[What is required] Using the records below, repeat exactly the lines from the one holding "x=84, y=277" through the one holding "x=379, y=225", both ends included, and no others.

[Extracted data entries]
• • •
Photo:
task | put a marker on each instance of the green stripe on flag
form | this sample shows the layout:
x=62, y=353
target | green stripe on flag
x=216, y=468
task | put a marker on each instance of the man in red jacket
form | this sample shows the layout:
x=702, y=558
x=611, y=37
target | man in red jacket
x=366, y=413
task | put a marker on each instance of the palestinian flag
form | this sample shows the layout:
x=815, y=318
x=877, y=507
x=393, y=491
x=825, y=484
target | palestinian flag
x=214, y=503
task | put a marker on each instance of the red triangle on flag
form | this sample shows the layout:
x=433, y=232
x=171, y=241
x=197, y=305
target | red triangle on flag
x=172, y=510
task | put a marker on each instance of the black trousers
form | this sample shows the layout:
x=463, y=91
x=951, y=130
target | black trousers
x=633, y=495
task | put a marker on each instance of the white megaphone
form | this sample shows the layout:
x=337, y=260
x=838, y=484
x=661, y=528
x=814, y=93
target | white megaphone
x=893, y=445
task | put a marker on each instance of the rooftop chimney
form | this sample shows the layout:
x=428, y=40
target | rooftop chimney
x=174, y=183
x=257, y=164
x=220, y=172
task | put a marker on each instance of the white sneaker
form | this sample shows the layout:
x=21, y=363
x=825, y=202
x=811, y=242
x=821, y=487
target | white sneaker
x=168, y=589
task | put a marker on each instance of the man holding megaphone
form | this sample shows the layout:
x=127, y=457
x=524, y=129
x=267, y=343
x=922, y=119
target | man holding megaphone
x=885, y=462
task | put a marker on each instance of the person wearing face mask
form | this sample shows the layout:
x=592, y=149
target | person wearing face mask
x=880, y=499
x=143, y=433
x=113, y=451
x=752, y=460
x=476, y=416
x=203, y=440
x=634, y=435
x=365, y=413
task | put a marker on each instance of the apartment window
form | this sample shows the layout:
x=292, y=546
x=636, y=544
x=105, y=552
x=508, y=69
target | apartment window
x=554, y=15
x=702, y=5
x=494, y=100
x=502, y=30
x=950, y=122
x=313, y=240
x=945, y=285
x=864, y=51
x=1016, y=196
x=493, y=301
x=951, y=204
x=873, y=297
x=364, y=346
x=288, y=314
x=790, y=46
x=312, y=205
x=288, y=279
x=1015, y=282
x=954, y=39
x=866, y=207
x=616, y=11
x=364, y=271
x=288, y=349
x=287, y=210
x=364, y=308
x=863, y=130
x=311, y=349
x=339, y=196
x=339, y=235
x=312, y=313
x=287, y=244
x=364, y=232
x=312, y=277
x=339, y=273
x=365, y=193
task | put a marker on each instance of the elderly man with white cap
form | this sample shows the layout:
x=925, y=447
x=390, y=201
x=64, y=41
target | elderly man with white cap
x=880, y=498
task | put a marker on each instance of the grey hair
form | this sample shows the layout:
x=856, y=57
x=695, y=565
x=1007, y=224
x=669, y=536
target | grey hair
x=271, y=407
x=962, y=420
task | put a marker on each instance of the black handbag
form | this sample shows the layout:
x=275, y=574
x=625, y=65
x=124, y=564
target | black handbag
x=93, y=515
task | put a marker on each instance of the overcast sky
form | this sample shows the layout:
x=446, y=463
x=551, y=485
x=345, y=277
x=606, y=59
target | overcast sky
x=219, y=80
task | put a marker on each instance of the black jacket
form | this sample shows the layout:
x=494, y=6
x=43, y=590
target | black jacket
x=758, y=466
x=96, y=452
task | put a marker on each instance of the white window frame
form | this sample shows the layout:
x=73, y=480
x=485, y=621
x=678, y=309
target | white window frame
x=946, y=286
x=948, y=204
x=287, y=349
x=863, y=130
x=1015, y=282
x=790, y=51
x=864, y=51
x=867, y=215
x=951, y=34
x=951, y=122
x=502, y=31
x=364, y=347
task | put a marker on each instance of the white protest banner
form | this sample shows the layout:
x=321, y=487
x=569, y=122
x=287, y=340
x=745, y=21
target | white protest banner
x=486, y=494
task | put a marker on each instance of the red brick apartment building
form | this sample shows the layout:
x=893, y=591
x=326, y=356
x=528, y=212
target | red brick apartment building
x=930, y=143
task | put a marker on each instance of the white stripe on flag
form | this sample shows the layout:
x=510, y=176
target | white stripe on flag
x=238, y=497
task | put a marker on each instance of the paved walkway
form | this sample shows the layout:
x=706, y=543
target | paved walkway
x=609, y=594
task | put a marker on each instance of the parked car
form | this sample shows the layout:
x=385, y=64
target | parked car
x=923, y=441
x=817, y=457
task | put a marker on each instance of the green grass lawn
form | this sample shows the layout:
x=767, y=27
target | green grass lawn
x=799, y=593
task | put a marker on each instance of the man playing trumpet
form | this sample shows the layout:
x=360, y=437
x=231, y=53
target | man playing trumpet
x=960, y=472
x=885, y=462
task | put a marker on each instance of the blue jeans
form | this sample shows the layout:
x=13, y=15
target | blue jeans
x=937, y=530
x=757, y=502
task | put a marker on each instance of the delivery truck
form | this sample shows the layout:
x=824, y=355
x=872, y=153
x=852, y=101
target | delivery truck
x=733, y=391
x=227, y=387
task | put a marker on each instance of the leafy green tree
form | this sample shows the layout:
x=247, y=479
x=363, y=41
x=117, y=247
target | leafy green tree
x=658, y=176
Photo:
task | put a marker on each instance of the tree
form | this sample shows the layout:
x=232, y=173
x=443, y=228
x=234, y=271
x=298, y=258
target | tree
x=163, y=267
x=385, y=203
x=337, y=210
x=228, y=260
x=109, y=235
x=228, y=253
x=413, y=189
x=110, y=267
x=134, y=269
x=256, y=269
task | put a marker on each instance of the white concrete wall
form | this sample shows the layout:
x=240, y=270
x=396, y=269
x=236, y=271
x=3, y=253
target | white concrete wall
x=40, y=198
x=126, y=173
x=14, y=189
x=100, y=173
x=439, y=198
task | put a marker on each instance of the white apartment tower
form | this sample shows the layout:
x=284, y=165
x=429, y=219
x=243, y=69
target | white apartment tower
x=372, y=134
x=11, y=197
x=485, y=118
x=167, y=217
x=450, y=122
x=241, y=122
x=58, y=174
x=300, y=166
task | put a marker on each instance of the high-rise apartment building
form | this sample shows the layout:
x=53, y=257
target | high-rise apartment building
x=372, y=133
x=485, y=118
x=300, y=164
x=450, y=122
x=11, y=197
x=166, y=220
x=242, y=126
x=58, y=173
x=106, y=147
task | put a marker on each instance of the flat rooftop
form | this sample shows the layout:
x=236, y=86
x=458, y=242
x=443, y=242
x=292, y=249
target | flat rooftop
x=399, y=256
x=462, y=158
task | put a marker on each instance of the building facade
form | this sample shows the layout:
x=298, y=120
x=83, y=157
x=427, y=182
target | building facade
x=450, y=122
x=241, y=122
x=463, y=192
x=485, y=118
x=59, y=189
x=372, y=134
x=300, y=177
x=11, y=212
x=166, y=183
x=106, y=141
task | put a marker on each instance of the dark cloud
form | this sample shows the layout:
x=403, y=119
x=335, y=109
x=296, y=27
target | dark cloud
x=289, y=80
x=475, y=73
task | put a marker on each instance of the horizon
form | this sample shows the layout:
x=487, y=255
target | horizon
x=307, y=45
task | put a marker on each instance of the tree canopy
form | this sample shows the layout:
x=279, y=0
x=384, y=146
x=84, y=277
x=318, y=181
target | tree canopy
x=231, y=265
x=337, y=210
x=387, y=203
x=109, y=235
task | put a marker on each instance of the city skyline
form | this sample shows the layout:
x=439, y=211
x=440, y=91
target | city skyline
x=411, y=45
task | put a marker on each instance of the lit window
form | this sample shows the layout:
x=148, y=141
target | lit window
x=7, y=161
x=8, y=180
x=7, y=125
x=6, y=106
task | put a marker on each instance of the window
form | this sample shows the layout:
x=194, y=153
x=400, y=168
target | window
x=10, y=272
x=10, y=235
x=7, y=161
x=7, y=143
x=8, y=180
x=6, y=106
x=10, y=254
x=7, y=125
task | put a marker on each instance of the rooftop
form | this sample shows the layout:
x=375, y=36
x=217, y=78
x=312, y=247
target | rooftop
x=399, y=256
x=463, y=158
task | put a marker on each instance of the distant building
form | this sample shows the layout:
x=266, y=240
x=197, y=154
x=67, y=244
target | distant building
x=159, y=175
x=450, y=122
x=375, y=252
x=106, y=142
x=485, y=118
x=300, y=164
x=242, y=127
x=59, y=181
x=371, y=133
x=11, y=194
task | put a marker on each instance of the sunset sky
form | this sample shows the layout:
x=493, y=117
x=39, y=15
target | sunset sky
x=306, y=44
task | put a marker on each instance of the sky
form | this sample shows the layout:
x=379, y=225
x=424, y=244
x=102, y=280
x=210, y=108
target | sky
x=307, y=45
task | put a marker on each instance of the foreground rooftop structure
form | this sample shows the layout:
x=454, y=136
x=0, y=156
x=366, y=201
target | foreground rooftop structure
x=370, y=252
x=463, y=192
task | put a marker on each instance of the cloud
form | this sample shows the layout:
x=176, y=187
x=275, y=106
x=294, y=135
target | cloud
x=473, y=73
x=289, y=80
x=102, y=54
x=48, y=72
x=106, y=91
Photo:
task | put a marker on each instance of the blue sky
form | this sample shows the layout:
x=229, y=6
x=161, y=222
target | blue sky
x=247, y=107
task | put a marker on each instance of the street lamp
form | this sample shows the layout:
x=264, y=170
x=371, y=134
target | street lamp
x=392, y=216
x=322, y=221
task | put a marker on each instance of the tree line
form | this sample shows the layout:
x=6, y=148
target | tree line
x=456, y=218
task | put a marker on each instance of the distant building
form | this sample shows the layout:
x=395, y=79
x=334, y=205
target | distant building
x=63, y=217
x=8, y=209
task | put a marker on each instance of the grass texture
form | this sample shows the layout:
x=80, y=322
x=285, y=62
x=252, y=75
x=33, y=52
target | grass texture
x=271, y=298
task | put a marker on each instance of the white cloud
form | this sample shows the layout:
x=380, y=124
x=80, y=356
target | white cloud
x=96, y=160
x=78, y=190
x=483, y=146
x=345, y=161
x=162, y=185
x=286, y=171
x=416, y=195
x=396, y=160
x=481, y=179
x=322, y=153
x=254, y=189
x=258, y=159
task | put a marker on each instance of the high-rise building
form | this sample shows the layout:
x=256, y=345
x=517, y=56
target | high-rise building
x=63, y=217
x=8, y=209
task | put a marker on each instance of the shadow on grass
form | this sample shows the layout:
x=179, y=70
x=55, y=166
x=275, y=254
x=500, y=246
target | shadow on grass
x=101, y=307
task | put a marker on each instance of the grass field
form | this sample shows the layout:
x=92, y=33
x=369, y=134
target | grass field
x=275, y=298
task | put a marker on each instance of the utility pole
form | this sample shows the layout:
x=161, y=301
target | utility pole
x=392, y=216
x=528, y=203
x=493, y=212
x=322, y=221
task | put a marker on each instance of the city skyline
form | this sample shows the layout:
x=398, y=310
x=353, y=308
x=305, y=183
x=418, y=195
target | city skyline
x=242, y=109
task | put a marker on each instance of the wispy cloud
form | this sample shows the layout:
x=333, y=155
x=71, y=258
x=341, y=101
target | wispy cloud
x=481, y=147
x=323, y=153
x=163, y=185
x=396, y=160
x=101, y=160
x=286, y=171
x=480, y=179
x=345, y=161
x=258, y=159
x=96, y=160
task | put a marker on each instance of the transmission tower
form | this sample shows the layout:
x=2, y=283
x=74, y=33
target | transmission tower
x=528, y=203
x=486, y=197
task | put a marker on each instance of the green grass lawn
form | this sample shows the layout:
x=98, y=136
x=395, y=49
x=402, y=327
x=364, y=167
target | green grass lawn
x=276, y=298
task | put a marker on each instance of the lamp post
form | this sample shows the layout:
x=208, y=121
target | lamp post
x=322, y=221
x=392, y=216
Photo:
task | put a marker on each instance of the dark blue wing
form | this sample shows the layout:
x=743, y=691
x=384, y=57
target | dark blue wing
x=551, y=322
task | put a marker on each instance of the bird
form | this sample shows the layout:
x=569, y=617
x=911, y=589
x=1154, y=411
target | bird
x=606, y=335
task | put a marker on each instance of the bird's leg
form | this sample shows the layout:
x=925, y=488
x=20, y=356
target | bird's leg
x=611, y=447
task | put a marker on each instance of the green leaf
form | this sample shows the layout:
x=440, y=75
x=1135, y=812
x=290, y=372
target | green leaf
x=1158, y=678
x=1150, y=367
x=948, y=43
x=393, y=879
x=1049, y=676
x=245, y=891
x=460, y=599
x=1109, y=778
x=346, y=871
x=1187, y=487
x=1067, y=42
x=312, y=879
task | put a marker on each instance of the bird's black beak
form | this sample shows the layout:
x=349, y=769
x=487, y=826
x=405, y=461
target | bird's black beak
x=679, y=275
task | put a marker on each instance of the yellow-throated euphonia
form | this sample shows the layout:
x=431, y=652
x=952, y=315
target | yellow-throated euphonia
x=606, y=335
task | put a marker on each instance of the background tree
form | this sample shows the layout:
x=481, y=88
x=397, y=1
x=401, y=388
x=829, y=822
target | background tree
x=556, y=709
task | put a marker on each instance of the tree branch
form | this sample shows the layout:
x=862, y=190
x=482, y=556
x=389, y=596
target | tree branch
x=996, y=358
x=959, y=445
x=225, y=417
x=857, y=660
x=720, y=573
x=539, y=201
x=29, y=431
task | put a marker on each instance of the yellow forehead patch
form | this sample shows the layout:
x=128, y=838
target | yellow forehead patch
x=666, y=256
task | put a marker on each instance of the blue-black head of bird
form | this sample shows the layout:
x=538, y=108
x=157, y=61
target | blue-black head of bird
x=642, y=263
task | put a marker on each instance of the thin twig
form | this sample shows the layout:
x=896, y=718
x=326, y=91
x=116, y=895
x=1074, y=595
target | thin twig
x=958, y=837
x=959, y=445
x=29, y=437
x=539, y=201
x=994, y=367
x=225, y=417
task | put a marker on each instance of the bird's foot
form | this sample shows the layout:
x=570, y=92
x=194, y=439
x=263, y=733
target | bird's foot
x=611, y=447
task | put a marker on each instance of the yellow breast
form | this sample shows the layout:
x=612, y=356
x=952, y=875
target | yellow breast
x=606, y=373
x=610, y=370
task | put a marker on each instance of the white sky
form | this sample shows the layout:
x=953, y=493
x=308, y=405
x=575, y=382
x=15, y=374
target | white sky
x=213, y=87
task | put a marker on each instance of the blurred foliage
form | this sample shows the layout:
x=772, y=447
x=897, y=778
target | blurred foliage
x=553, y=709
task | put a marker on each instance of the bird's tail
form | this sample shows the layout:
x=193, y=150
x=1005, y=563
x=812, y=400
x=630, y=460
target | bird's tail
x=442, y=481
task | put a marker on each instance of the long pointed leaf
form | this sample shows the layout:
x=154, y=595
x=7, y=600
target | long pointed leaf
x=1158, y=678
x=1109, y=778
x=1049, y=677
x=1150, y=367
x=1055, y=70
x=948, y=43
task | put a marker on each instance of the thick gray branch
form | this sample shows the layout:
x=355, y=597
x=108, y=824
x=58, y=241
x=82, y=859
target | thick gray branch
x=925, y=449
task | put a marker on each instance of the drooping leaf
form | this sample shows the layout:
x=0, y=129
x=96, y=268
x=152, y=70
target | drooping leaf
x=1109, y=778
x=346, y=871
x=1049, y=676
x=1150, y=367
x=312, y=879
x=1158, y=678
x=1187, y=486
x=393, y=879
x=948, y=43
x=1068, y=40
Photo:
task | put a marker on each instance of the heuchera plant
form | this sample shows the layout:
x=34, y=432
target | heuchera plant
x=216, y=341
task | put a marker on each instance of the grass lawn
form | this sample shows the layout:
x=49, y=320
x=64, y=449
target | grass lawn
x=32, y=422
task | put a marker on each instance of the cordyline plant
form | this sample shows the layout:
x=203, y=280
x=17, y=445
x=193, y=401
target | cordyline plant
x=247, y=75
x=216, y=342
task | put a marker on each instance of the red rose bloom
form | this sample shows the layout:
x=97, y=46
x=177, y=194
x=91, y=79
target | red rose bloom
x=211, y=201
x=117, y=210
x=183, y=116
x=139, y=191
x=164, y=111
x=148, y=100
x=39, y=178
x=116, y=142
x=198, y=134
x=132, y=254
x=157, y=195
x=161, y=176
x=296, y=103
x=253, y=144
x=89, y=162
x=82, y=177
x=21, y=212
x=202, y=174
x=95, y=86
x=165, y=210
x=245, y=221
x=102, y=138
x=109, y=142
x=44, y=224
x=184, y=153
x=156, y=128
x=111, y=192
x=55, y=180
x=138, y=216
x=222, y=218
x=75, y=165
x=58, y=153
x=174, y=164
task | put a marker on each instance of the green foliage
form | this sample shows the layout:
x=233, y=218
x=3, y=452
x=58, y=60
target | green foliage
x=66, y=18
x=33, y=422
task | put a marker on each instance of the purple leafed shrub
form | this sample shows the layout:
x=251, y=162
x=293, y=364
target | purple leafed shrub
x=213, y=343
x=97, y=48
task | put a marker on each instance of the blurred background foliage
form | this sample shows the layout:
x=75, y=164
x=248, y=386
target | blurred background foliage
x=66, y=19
• • •
[Answer section]
x=84, y=277
x=318, y=181
target | tree canopy
x=231, y=265
x=337, y=210
x=387, y=203
x=109, y=235
task | put a marker on each instance of the city skyline
form | this sample shows the layout:
x=439, y=211
x=440, y=91
target | city skyline
x=411, y=45
task | put a marker on each instance of the lit window
form | this sample shows the layout:
x=148, y=141
target | lit window
x=7, y=161
x=8, y=180
x=7, y=125
x=6, y=106
task | put a marker on each instance of the window
form | this sample shows the layout:
x=194, y=153
x=400, y=168
target | window
x=10, y=272
x=10, y=235
x=7, y=161
x=7, y=143
x=8, y=180
x=6, y=106
x=10, y=254
x=7, y=125
task | put a marker on each instance of the rooftop
form | this sample shows the layout:
x=375, y=36
x=217, y=78
x=312, y=247
target | rooftop
x=399, y=256
x=463, y=158
task | put a marker on each instance of the distant building
form | this sample shows the layout:
x=266, y=240
x=197, y=154
x=67, y=244
target | distant building
x=159, y=175
x=450, y=122
x=375, y=252
x=106, y=142
x=485, y=118
x=300, y=164
x=242, y=127
x=59, y=181
x=371, y=133
x=11, y=194
task | put a marker on each instance of the sunset sky
form | this sample shows the layout:
x=493, y=117
x=39, y=15
target | sunset sky
x=306, y=44
task | put a marker on each instance of the sky
form | this sample shows the layout:
x=379, y=225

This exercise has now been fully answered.